Challenge:
Reproduce the data verbatim, starting from its first line and continuing through the line that contains "pixel 381 236".

═════ Exercise input ═════

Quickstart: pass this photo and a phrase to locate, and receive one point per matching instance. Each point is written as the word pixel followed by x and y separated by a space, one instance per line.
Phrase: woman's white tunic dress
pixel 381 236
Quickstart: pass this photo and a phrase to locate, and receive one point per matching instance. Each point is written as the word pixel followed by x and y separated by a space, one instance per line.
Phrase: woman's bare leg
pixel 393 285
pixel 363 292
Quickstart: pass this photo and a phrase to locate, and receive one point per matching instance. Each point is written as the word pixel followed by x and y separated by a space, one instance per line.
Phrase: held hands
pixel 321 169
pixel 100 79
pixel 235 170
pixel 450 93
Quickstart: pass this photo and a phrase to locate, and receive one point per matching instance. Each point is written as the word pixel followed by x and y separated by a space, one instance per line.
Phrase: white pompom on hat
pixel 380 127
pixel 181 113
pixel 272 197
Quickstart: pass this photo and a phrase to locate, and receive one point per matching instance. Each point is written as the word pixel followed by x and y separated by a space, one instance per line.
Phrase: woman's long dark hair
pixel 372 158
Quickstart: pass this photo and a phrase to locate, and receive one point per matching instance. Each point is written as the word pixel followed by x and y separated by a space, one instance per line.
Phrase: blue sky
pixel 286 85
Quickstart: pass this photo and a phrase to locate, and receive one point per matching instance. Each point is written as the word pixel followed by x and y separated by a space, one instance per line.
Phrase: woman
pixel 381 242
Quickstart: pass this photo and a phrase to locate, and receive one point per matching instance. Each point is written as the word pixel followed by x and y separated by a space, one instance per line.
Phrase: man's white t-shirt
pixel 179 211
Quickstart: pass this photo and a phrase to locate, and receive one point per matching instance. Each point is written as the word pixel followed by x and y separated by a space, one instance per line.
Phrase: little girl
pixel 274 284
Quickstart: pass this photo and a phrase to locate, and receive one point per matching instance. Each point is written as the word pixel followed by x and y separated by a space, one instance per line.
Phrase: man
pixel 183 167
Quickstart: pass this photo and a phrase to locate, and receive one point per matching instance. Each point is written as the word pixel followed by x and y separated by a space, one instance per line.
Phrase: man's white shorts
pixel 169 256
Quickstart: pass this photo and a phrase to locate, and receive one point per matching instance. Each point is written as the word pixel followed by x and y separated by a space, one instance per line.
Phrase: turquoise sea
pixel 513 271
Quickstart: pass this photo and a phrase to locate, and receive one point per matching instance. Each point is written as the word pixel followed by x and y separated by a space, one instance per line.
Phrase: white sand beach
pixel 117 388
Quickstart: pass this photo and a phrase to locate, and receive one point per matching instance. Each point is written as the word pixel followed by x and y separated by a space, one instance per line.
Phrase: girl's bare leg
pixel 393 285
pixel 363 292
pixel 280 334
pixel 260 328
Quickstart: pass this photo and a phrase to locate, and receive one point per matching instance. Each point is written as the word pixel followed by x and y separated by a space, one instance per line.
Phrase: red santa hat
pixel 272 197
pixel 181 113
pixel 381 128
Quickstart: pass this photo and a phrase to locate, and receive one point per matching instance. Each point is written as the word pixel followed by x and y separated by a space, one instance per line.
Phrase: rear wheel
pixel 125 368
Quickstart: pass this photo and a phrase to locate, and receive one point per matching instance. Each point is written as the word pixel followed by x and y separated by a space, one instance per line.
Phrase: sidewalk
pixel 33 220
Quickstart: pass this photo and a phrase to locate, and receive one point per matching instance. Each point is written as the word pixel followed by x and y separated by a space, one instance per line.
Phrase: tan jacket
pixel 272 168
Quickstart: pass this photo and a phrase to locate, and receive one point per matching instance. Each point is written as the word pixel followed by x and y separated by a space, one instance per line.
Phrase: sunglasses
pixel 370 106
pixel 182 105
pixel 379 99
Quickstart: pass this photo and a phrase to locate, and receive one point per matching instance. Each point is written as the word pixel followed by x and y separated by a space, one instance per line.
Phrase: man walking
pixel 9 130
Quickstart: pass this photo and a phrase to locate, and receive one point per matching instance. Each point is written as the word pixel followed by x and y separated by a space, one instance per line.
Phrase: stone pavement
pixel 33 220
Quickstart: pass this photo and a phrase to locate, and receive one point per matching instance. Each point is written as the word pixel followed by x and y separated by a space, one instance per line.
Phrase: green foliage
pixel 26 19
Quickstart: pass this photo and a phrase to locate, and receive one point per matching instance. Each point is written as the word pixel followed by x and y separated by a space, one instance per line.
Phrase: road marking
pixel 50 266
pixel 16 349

═════

Exercise response:
Quickstart: pass this photo and a phrase to locate, and receive one point per matching instance. Each point is written as the word pixel followed by x and y separated by a space, one instance per line.
Phrase: woman's white tunic dress
pixel 381 236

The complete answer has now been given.